EXERCISE PROMPT —
Nothing but the lines from the one containing "the tree line" through the last line should be written out, please, exactly as they stand.

Image point annotation entries —

_ _ _ _ _

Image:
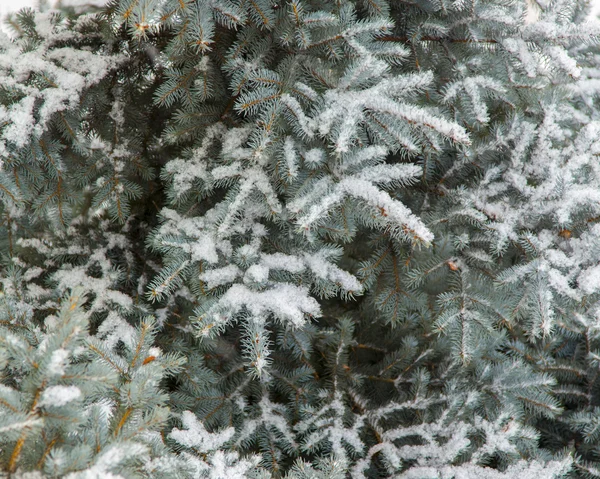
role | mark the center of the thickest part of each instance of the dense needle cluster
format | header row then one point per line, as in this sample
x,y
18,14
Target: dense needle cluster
x,y
300,239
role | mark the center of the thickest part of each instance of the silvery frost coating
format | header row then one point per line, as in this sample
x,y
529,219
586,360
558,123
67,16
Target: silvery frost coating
x,y
301,240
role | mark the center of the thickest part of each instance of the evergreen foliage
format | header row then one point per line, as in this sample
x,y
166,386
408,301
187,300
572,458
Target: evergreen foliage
x,y
301,239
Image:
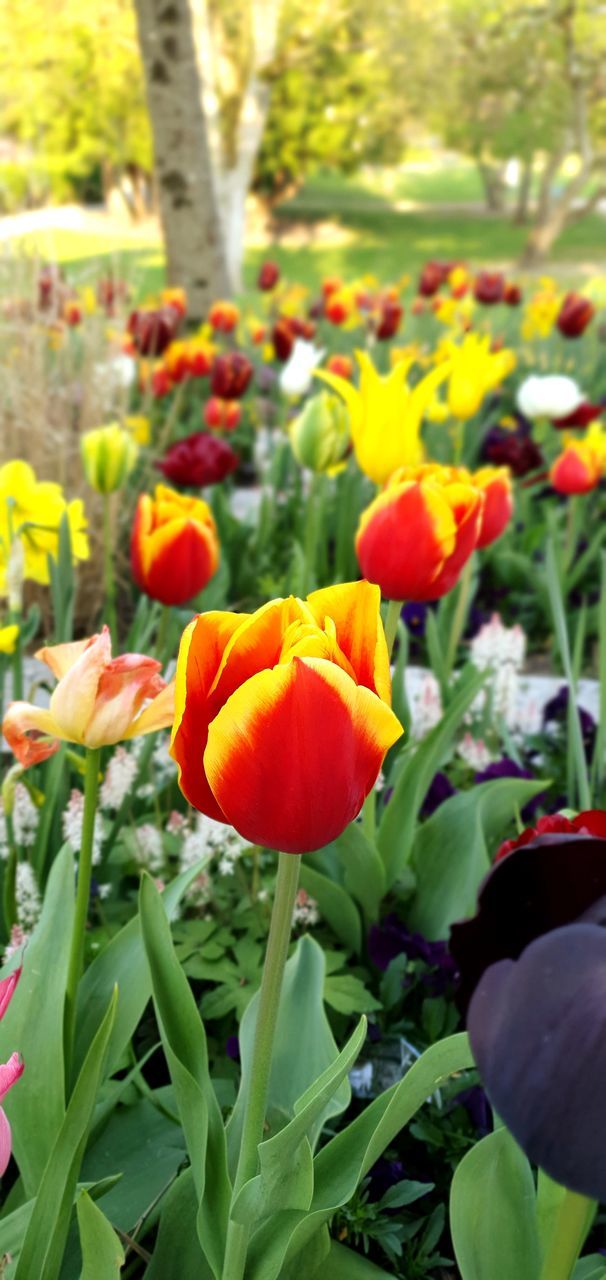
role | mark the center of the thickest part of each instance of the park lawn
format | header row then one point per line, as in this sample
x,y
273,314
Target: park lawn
x,y
376,238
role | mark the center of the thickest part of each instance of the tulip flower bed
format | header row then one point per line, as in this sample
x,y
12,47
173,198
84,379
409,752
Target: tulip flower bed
x,y
301,880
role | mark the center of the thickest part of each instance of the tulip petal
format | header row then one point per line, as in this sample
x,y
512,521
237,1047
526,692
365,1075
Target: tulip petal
x,y
538,1034
354,608
23,718
10,1073
294,753
73,700
5,1142
200,654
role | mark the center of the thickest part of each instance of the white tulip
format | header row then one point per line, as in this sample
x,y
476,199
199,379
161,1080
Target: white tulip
x,y
296,375
550,396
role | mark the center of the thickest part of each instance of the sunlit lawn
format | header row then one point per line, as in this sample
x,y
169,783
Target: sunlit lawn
x,y
382,240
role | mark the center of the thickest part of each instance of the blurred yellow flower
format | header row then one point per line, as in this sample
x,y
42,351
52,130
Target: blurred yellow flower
x,y
31,513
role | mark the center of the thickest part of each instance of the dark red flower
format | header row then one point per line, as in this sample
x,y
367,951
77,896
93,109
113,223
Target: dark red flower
x,y
268,277
490,287
231,375
388,319
153,330
575,314
197,461
432,277
581,416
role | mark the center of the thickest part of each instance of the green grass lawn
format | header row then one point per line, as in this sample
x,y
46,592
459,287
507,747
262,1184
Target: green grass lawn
x,y
386,241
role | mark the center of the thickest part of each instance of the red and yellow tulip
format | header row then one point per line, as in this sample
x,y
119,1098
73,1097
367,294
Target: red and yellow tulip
x,y
99,700
283,717
414,539
174,549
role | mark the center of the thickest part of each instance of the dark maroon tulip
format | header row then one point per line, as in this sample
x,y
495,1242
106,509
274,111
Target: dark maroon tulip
x,y
513,295
581,416
229,375
268,277
575,314
388,319
197,461
153,330
532,967
490,287
432,277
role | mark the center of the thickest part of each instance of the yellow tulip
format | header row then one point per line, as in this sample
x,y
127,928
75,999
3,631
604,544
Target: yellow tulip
x,y
386,414
108,456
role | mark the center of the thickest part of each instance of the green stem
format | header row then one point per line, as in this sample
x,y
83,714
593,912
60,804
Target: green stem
x,y
392,618
82,897
260,1066
108,549
569,1233
460,615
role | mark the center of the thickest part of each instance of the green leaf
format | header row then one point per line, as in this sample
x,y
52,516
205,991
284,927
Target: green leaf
x,y
343,1161
103,1255
304,1048
122,963
335,905
454,849
177,1251
33,1025
48,1229
286,1179
347,995
492,1216
185,1046
400,817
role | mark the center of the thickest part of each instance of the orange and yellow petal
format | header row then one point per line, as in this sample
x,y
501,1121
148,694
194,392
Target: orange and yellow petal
x,y
295,750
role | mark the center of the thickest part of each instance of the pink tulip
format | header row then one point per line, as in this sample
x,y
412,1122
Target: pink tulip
x,y
98,702
9,1072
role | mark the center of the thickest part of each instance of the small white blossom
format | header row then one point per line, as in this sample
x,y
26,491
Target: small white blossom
x,y
119,777
27,896
73,817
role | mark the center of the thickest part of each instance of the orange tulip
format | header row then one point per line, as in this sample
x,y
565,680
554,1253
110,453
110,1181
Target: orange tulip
x,y
174,548
418,533
283,716
98,702
495,484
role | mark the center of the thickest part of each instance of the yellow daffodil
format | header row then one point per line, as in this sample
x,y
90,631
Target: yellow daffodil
x,y
386,414
31,512
474,370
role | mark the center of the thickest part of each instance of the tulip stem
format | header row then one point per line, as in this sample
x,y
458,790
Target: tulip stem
x,y
260,1065
573,1221
108,548
392,618
82,897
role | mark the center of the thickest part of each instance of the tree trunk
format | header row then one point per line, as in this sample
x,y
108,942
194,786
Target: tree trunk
x,y
524,192
188,214
493,183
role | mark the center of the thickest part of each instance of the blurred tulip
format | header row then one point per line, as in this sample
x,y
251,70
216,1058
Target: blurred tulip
x,y
222,415
417,535
283,716
199,460
386,414
495,483
109,455
174,549
575,314
231,375
490,287
320,435
268,275
223,316
98,702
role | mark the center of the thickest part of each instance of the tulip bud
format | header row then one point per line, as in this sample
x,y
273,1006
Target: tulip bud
x,y
320,434
108,456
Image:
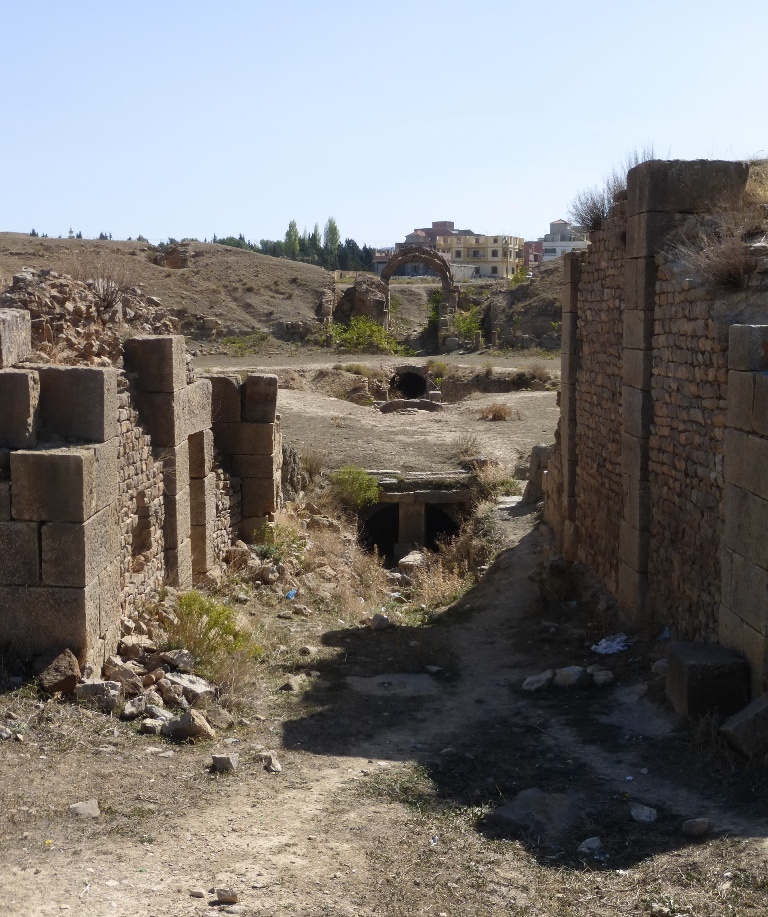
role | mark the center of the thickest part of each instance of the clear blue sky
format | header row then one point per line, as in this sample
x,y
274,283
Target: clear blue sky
x,y
188,118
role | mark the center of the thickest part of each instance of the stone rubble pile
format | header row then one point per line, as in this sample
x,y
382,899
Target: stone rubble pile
x,y
71,323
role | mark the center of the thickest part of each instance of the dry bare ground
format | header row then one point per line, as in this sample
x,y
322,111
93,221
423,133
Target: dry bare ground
x,y
379,808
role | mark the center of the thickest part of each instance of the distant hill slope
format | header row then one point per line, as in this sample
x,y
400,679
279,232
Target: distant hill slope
x,y
246,291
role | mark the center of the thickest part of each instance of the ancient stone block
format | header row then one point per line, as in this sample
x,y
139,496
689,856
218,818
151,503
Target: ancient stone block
x,y
175,461
226,404
637,411
171,417
19,554
747,730
634,456
43,619
253,528
200,454
647,233
637,368
633,547
19,397
706,678
637,503
638,329
159,362
741,388
260,398
759,404
246,438
256,466
78,403
63,485
178,565
749,592
640,284
74,554
5,501
748,348
177,518
15,336
685,186
203,558
202,493
259,496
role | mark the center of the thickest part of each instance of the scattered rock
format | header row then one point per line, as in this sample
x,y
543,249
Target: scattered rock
x,y
133,708
293,683
602,678
60,673
643,814
223,763
270,762
543,817
570,676
537,682
190,725
103,694
695,827
87,809
591,845
192,686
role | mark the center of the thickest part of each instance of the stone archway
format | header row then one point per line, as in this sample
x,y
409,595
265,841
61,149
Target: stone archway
x,y
408,254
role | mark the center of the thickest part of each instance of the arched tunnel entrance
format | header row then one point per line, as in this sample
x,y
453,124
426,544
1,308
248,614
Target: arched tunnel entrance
x,y
438,525
381,531
410,385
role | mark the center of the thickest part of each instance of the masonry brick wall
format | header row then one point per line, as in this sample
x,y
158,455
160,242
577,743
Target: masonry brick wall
x,y
598,486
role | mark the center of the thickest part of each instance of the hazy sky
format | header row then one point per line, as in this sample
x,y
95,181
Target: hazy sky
x,y
193,118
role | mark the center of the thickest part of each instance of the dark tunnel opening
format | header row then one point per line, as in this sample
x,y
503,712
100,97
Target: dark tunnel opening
x,y
410,385
381,531
438,526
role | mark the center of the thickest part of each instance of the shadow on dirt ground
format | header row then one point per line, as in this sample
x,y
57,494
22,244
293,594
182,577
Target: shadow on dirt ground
x,y
477,740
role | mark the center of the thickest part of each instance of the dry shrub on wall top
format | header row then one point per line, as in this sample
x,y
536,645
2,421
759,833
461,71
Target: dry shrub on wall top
x,y
592,205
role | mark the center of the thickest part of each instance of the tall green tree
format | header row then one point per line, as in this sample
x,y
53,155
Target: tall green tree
x,y
291,246
331,244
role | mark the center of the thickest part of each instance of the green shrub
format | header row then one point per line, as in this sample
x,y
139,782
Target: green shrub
x,y
353,487
210,631
364,335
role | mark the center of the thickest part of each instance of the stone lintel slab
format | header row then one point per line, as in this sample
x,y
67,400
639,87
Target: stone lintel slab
x,y
686,186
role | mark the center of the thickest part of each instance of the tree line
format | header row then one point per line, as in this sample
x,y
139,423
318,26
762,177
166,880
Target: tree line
x,y
325,250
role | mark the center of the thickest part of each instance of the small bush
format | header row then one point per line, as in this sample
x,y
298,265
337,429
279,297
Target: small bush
x,y
498,411
364,335
211,632
353,488
718,251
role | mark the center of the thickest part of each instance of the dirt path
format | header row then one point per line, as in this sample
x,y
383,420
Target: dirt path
x,y
376,809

_ _ _ _ _

THE RESULT —
role | mark the center of the thickest part of each instance of the tree line
format | header row then one point per line, as in this sample
x,y
139,423
318,26
762,177
166,880
Target: tree line
x,y
325,250
role | mark the center of the thickest part of each instance of the small bush
format | header row then one point per line, as in this sample
x,y
298,265
337,429
279,297
Target: small bush
x,y
498,411
364,335
211,632
353,488
718,251
role | mark the center of the thickest part of each instance of the dirt path
format | header row then one point per line, as in this sample
x,y
383,420
Target: dirt path
x,y
376,809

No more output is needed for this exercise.